• **WHAT THE TASK REQUIRES**
Your task is to output the entries below word for word.

------ RECORDS FOR PROCESSING

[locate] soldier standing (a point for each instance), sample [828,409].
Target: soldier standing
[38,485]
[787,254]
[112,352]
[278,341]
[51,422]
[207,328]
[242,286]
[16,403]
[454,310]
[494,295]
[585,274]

------------

• **COMPLETED EXERCISE**
[locate] soldier standing (a point for each instance), sample [828,409].
Target: soldier standing
[38,485]
[787,254]
[112,352]
[278,341]
[51,422]
[207,328]
[242,286]
[16,403]
[454,310]
[494,295]
[585,274]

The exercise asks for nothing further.